_Set problem_
Keep the images out and copy every entry below exactly.

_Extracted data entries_

---

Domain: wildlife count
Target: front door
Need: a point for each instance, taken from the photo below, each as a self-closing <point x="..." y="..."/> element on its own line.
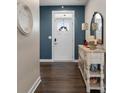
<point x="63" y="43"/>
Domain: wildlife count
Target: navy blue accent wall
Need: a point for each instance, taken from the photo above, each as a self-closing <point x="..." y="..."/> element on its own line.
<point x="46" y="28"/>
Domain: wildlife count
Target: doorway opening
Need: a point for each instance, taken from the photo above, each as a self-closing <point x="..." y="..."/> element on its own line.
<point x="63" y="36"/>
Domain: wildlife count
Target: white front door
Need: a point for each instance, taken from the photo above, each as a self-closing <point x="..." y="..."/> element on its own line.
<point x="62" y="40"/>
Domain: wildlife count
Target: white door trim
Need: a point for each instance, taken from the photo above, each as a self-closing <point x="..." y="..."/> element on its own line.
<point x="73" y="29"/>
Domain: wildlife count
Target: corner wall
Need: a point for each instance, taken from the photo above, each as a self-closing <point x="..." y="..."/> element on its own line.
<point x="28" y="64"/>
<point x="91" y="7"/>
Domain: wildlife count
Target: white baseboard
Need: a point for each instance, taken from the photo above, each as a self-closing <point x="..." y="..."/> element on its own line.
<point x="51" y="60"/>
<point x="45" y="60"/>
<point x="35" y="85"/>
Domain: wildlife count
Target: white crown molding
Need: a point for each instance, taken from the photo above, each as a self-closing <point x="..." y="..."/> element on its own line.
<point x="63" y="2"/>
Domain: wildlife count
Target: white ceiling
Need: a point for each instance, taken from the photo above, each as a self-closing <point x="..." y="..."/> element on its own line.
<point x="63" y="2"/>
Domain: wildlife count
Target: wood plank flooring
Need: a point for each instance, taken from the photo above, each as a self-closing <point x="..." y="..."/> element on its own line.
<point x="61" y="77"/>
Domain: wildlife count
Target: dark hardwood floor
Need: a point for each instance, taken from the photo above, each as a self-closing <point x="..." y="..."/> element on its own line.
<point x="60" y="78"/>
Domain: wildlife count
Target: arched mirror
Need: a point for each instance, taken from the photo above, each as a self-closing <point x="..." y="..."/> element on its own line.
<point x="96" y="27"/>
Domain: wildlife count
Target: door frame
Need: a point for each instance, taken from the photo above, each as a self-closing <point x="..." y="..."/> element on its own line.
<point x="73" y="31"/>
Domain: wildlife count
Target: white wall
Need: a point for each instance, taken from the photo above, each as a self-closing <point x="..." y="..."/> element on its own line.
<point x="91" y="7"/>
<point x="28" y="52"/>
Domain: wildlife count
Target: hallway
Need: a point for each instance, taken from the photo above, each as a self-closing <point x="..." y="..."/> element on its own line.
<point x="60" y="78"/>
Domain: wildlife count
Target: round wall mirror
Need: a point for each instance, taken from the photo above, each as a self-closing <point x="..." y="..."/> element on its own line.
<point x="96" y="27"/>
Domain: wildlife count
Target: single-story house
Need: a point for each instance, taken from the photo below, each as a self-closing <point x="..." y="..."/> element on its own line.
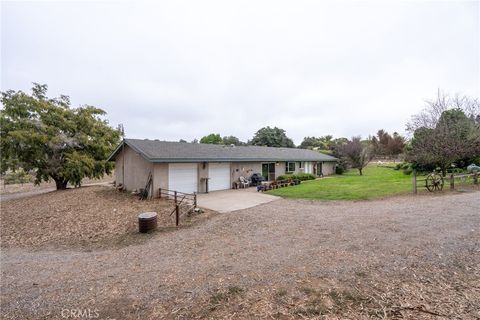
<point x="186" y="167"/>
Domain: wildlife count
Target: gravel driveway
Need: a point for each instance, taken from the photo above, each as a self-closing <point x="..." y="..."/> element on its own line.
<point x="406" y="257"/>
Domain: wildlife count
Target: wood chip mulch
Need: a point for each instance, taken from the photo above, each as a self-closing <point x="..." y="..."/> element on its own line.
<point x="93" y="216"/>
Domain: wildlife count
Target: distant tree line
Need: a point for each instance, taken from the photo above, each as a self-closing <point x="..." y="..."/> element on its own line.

---

_Problem solution_
Domain: wildlife count
Target: front door
Need: a point for each instance, taken from the photo below, each as a self-closing <point x="..." y="..."/> element on its own line.
<point x="63" y="43"/>
Domain: wildlife count
Target: navy blue accent wall
Need: a point for each instance, taken from the photo above, each as a self-closing <point x="..." y="..."/> element on its own line.
<point x="46" y="28"/>
Domain: wildlife count
Target: doorway opening
Need: a point for each instance, taken from the photo above, each as a self-closing <point x="..." y="..."/> element on its own line.
<point x="63" y="36"/>
Domain: wildlife count
Target: white front door
Need: a point for each instance, taken from the photo above, each as a self-closing <point x="..." y="..."/> element on its own line.
<point x="62" y="40"/>
Domain: wildlife count
Target: white door trim
Need: a point for each instance, taken from the photo above, each as a self-closing <point x="..." y="..."/> element on its own line.
<point x="73" y="29"/>
Domain: wildlife count
Target: corner wall
Need: a point for each instance, taken from the photo above, each as a self-closing <point x="..." y="..."/> element on its own line.
<point x="28" y="64"/>
<point x="91" y="7"/>
Domain: wildlife count
Target: white baseboard
Need: a point for each instance, taken from the photo above, each as a self-closing <point x="..." y="..."/> element on its own line.
<point x="51" y="60"/>
<point x="45" y="60"/>
<point x="35" y="85"/>
Domain: wildlife count
Target: white crown molding
Need: a point for each instance, taken from the photo above, each as a self-closing <point x="..." y="..."/> element on its own line.
<point x="63" y="2"/>
Domain: wildlife count
Target: white ceiling
Need: a point for each instance, taken from the photo above, each as a self-closing <point x="..." y="..."/> element on its own line.
<point x="63" y="2"/>
Domain: wildlife count
Target: wood plank flooring
Need: a point for each instance, taken from the photo above, each as a self-closing <point x="..." y="..."/> element on its own line.
<point x="61" y="77"/>
Domain: wildlife count
Target: dark hardwood floor
Need: a point for each instance, taken from the photo above, each as a self-closing <point x="..." y="..."/> element on its own line.
<point x="60" y="78"/>
Domain: wildlife count
Target: arched mirror
Need: a point for each instance, taken from the photo above, each as a self-closing <point x="..." y="..."/> element on its own line.
<point x="96" y="27"/>
Domain: wildlife count
Target: door frame
Need: a point for each instance, taken from the photo above, each as a self-closing <point x="..." y="..."/> element on its own line.
<point x="73" y="31"/>
Domain: wildlife count
Target: white wall
Need: a point for each instance, taken from the photo above, each as a self-closing <point x="..." y="..."/> element on its own line.
<point x="91" y="7"/>
<point x="28" y="52"/>
Domain: wildlife count
Target: hallway
Need: a point for each instance, taken from the photo above, each as a self-closing <point x="..." y="..."/> element on its own line.
<point x="60" y="78"/>
Domain: wildlife count
Target: round wall mirror
Need: a point for each instance, taken from the photo above, each as a self-closing <point x="..." y="..."/> element on its own line.
<point x="96" y="27"/>
Domain: wildlife count
Target: single-story house
Need: a point for each instance, taken from the photo below, each as a self-closing <point x="..." y="..."/> element on its own line.
<point x="186" y="167"/>
Domain: wildlife count
Target: gravel driveway
Need: a point for each instance, taken from the photo above, each as a self-closing <point x="..." y="..."/> element on its own line.
<point x="406" y="257"/>
Domain: wildlife count
Target: wood chip mulch
Need: a point for each instance, taken from the photo above, each as a self-closing <point x="..." y="..."/> element on its own line.
<point x="93" y="216"/>
Domain: wildlife count
Target: distant tree line
Need: a point for each instance, taken from the photo above, each as a self-closing <point x="..." y="..."/> element on its own line.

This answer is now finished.